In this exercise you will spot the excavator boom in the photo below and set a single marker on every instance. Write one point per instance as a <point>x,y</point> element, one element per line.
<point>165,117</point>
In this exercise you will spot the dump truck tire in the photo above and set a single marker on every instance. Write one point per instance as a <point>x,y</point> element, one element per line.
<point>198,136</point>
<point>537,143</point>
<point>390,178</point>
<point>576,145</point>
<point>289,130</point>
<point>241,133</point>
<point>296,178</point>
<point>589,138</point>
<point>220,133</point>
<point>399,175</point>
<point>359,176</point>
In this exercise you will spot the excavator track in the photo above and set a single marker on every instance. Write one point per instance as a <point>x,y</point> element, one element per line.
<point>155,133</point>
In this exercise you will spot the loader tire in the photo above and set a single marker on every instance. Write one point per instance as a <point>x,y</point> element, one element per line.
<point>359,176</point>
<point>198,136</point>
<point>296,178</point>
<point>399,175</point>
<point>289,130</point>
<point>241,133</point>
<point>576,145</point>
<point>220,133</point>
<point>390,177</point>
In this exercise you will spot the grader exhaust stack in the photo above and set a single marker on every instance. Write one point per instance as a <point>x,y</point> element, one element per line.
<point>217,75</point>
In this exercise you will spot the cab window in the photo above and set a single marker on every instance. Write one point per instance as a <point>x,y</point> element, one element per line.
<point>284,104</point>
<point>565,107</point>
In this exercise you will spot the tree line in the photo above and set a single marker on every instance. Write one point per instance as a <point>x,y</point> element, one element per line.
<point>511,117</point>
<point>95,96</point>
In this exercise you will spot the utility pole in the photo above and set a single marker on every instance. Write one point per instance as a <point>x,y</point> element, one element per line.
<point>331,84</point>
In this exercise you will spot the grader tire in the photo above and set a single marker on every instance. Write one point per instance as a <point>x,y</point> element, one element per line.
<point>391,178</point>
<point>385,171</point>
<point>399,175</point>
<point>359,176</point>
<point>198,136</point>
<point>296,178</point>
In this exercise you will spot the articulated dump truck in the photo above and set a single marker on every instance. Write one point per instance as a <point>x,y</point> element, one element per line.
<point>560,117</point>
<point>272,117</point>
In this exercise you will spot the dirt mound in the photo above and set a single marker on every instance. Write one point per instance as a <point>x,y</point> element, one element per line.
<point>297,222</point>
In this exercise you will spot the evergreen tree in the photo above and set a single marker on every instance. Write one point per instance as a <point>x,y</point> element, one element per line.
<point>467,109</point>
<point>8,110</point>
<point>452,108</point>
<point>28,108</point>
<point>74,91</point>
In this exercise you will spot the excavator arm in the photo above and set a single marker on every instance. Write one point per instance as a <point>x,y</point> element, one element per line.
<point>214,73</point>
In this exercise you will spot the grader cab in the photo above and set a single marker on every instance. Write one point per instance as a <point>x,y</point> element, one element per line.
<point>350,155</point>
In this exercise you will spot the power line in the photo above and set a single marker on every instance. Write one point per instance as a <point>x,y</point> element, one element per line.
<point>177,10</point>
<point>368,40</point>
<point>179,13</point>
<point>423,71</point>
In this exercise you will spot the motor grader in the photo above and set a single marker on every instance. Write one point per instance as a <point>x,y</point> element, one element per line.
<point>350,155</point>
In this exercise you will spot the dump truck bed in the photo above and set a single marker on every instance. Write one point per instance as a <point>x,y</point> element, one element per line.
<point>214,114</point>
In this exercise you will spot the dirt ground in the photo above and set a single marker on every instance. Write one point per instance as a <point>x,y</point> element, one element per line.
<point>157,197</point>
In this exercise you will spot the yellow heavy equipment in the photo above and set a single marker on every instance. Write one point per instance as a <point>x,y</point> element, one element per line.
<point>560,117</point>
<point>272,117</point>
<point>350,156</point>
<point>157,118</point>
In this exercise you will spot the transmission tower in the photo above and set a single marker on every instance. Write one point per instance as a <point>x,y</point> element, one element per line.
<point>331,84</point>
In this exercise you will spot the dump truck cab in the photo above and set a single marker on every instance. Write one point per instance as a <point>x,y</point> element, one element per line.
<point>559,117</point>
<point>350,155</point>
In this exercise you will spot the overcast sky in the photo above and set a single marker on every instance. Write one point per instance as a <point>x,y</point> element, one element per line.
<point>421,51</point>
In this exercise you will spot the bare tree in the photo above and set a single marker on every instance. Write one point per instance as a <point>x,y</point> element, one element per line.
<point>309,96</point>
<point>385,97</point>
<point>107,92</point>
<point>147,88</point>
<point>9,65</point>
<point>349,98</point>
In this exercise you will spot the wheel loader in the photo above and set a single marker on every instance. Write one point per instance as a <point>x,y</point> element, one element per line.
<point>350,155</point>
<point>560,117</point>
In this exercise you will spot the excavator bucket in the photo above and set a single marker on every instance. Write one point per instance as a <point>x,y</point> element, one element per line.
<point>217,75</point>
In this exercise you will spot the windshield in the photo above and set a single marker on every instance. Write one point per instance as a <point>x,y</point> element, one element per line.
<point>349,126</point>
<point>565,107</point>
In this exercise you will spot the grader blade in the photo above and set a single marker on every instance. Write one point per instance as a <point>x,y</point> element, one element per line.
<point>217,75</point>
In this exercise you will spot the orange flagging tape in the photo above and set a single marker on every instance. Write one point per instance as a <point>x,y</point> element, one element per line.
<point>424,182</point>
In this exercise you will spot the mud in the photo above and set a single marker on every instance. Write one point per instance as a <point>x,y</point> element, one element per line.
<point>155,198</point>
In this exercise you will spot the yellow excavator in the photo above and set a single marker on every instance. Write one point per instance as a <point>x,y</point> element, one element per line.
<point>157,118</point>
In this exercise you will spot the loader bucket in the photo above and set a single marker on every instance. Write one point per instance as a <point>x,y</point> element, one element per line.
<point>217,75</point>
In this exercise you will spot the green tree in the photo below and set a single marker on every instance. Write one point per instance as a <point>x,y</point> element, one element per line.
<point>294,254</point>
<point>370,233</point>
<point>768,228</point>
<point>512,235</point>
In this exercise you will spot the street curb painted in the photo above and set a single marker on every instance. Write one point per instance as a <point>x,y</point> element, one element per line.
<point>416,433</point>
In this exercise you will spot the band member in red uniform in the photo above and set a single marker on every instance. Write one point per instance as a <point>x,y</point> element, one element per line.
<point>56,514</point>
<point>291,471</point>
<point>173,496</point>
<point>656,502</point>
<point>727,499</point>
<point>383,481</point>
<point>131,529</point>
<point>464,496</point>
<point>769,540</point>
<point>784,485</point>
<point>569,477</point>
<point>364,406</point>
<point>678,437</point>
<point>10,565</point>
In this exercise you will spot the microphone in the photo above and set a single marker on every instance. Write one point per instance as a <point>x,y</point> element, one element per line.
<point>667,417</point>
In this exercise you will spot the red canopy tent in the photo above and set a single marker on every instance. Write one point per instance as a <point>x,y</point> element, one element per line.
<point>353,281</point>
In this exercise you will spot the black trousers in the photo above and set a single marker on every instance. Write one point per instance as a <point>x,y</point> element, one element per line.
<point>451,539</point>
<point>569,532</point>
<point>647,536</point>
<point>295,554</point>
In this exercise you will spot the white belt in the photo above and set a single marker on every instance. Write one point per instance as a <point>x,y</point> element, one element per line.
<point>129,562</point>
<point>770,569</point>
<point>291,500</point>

**Problema planteado:** Copia de nuevo las líneas de arriba, desde la que contiene "In this exercise you will spot the overcast" hasta la que contiene "<point>155,198</point>", ambas incluidas, con todo el texto de los ítems. Aumenta en 110 cada número de las coordenadas de las respuestas.

**Tarea resuelta:**
In this exercise you will spot the overcast sky in the photo above and set a single marker on every instance. Write one point per instance as a <point>x,y</point> element, one element per line.
<point>531,161</point>
In this exercise you will spot the bare tree in the photo above and set a single marker on every instance. Write one point per instance as a <point>x,y</point> element, one element per line.
<point>419,206</point>
<point>495,207</point>
<point>217,202</point>
<point>257,198</point>
<point>119,175</point>
<point>459,208</point>
In this exercise you will spot the wheel loader in the photo above and set a single marker on every instance. Write one point per instance as a <point>x,y</point> element, one element per line.
<point>460,265</point>
<point>670,227</point>
In this exercise you will spot the excavator bucket in the photo above and set a single marker on every instance. Write one point per instance as a <point>x,y</point> element, one element per line.
<point>327,185</point>
In this exercise you will spot the windshield in the photo above and set a single marker on every instance. Write one point per instance as a <point>x,y</point> element, one element per line.
<point>459,236</point>
<point>675,217</point>
In this exercise you will spot the grader blade in the photo above and set a single marker on every instance. Write one point per instance as a <point>x,y</point> element, one element per line.
<point>327,185</point>
In this exercise you will spot the orange flagging tape in the photo above and set a single marker on every instance. Write one point per instance as a <point>x,y</point> element, one element per line.
<point>534,292</point>
In this exercise you will spot the mud in the photo above and set a single marker on every instance. Write one point per instance as a <point>x,y</point> element, one element per line.
<point>265,308</point>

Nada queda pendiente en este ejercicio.